━━━ SOURCE INFORMATION ━━━
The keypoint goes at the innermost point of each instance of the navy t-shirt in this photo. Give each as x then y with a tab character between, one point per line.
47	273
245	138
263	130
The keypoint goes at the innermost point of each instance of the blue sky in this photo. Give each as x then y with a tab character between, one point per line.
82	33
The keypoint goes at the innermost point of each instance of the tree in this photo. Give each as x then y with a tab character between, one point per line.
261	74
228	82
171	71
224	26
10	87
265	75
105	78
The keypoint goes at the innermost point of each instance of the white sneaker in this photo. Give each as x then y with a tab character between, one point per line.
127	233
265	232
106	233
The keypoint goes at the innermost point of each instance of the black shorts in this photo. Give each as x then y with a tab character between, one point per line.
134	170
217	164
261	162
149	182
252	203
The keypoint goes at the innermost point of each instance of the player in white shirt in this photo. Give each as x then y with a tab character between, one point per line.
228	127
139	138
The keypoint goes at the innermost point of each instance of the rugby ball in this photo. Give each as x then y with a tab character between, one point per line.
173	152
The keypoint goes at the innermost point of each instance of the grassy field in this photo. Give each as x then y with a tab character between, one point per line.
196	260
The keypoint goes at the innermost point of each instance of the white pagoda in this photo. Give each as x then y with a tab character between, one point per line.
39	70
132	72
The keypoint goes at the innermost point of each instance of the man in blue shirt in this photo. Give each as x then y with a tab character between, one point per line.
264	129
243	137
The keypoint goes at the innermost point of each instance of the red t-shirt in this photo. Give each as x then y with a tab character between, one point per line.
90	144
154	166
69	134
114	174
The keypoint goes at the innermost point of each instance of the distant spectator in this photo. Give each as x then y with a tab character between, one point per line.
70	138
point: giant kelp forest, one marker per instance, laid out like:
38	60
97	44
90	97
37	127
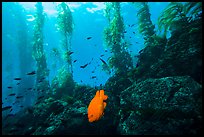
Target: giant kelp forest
160	94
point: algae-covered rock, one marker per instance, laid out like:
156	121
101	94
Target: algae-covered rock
169	105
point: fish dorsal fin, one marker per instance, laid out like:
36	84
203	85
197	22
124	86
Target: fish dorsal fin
97	94
104	105
105	97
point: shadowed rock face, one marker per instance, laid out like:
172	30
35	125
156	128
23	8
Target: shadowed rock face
170	105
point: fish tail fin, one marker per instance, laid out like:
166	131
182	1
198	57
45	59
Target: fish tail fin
101	93
104	104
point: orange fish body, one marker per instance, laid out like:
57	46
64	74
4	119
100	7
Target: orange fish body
97	106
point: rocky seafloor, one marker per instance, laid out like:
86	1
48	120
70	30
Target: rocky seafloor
162	96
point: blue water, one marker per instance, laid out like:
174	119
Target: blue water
88	22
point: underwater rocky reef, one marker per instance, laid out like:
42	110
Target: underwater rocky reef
164	99
162	95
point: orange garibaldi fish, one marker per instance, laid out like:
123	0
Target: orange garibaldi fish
97	106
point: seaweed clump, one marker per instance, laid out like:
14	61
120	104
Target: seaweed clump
121	60
38	50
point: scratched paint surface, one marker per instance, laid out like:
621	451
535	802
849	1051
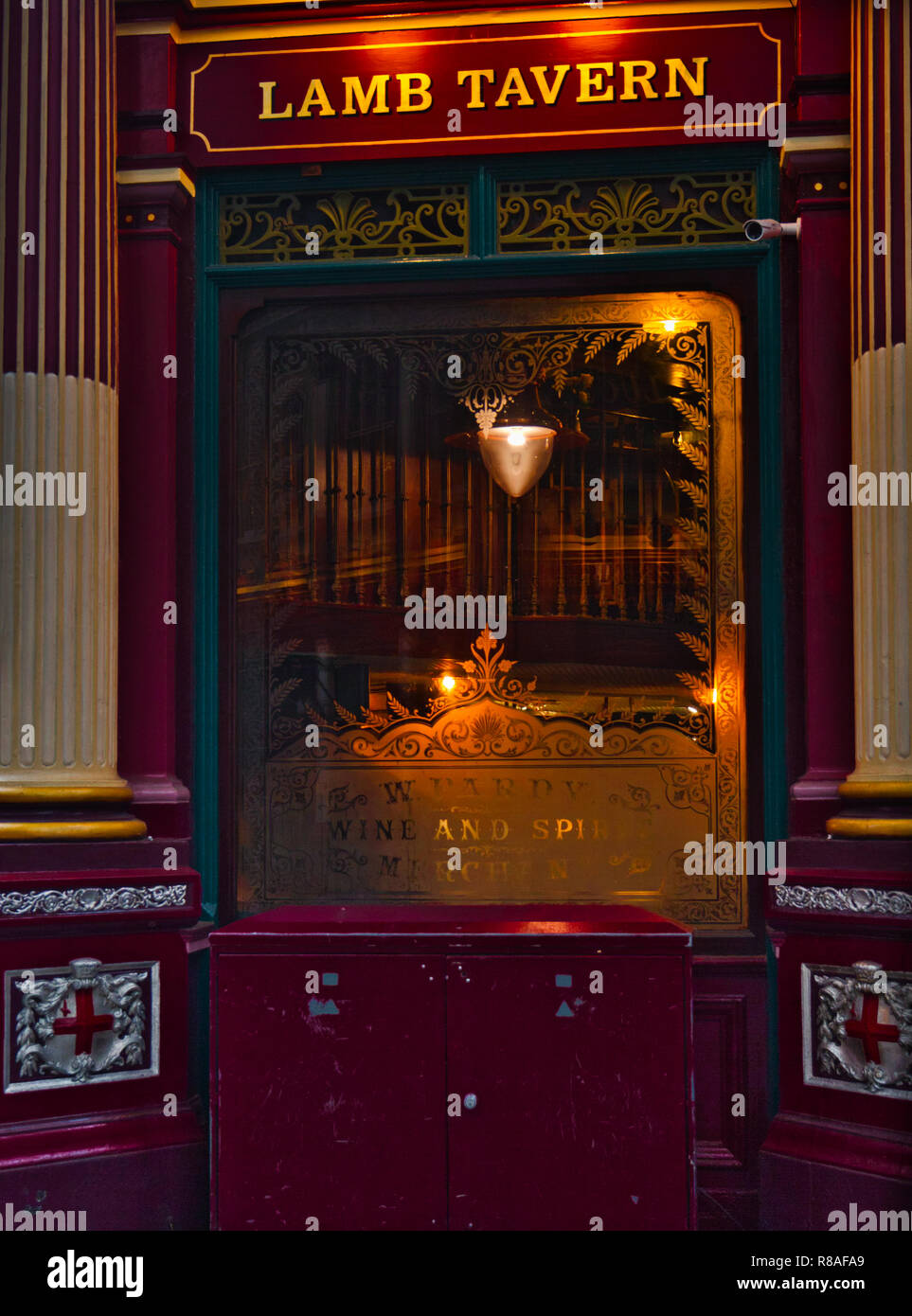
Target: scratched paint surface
336	1116
581	1097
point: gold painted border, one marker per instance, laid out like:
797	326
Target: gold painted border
63	793
411	23
873	790
868	827
115	829
127	176
465	137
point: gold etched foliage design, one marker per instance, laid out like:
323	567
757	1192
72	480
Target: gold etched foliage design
489	714
394	223
681	209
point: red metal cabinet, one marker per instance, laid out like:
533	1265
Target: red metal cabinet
428	1067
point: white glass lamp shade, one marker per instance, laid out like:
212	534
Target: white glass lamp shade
516	455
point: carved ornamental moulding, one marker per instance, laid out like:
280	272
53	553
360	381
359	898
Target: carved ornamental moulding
81	1023
857	1028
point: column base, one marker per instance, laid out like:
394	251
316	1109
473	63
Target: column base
878	809
67	813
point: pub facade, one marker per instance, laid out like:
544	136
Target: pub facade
435	485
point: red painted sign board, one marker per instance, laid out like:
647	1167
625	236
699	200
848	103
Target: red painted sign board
327	92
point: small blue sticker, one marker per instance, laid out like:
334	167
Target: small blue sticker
323	1007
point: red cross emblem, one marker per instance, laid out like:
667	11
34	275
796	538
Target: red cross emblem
86	1023
870	1031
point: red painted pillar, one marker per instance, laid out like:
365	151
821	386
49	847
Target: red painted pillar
━━━
WHAT IS NEEDED
The records above, copied word for word without the pictures, are what should be output.

REPLY TO THE TASK
The keypoint goes at the innermost point of each instance of the navy t-shirt in this photo. Give each as x then y with a tab character between, one point per line.
47	273
245	138
263	130
The keypoint goes at the innermost point of each instance of the blue sky in this photo. Give each as x then y with a tab character between, one point per line.
82	33
The keypoint goes at the innermost point of each instance of the tree in this photo. Give each as x then y with a tab character between, one point per line.
261	74
228	82
171	71
224	26
10	87
265	75
105	78
The keypoint goes at the innermost point of each instance of the white sneaker in this photo. Give each as x then y with a tab character between, one point per line.
127	233
265	232
106	233
The keypoint goes at the innermost point of each instance of the black shorts in this photo. Give each as x then y with a tab character between, one point per line.
134	170
217	164
261	162
149	182
252	203
The keypoint goes at the innermost point of each instance of the player in white shirt in this photo. Give each as x then y with a tab character between, one point per line.
228	127
139	138
The keypoint goes at the innermost point of each instance of the rugby ball in this photo. Give each as x then y with a tab character between, one point per line.
173	152
The keypoint goes at the innermost point of each instance of the grassy field in this photo. Give each as x then y with a tab character between, one point per line.
196	260
The keypoint goes at the innermost point of each instance of the white pagoda in this photo. Give each as x then y with a tab character between, one point per line.
39	70
132	72
The keypoint goes at the innermost point of each instance of the man in blue shirt in this photo. Give each as x then y with a tab character between, one point per line.
264	129
243	137
The keypoint goes at the innermost point of each instance of the red t-shirt in this photo. Give each as x then y with a tab character between, one point per line.
90	144
154	166
69	134
114	174
The keypoint goes at the innermost point of each instance of the distant spectator in this photo. Give each as x then y with a tab character between, one point per line.
70	138
point: giant kelp forest, one marker per instance, laid out like:
38	60
97	44
90	97
37	127
Target: giant kelp forest
160	94
point: algae-covered rock, one marker per instance, laid out like:
156	121
101	94
Target: algae-covered rock
169	105
point: fish dorsal fin, one marker per instance, laid out like:
36	84
203	85
197	22
124	86
Target: fish dorsal fin
97	94
104	105
105	97
point: shadowed rock face, one marker per instance, laid out like:
172	30
35	125
156	128
23	8
Target: shadowed rock face
170	105
point: fish tail fin, one marker per instance, laid out like:
166	131
182	1
198	57
45	59
Target: fish tail fin
101	93
104	104
point: orange fish body, one marker per instance, laid out like:
57	46
64	74
4	119
100	7
Target: orange fish body
97	106
point: rocky seafloor, one marker per instance, laid out like:
86	1
48	120
70	30
Target: rocky seafloor
162	96
point: blue water, one marker per instance, laid out like:
174	119
Target: blue water
88	22
point: underwater rocky reef, one marker per instance, laid out like:
42	110
Target: underwater rocky reef
164	99
162	95
point: orange garibaldi fish, one marker per instance, laid out like:
123	0
Target: orange garibaldi fish
97	106
point: seaweed clump, one marker per instance, laid out like:
14	61
120	104
Target: seaweed clump
121	60
38	50
point: scratched paint surface, one marker per instance, laid out like:
621	451
535	802
849	1051
Target: scratched paint surface
336	1116
581	1097
point: gold painted border, one marker per instance, laid out like:
797	326
Target: gold painted border
63	793
411	23
873	790
868	827
115	829
127	176
465	137
point: gold etched foliage design, one marker per instance, laid out like:
323	567
757	1192
72	480
Target: gold etched foliage design
489	714
394	223
681	209
point: red metal cabinet, one marker per instance, laid out like:
533	1265
Target: red metal cabinet
428	1067
point: white glass lamp shade, one marker per instance, laid out like:
212	534
Target: white glass lamp shade
516	455
point: carved ornamental moulding, one marker per instance, laid out like:
280	272
53	553
360	381
359	898
Target: carved ornamental moulding
81	1023
857	1028
point: column base, one marker per instance, laid out like:
394	251
316	1109
473	63
Target: column base
878	809
67	813
point: pub facade, one marker per instance, laid out like:
544	136
Target: pub facade
435	485
point: red painted sign board, one marker per instance, laid out like:
647	1167
625	236
699	200
848	103
Target: red painted sign board
327	92
point: small blue sticker, one marker per instance, laid out like:
334	167
Target: small blue sticker
323	1007
point: red cross emblem, one marker per instance, laid out like:
667	11
34	275
796	538
Target: red cross emblem
86	1023
870	1031
point: red painted pillar, one marker per instance, laid out like:
365	151
821	386
49	847
Target: red painted pillar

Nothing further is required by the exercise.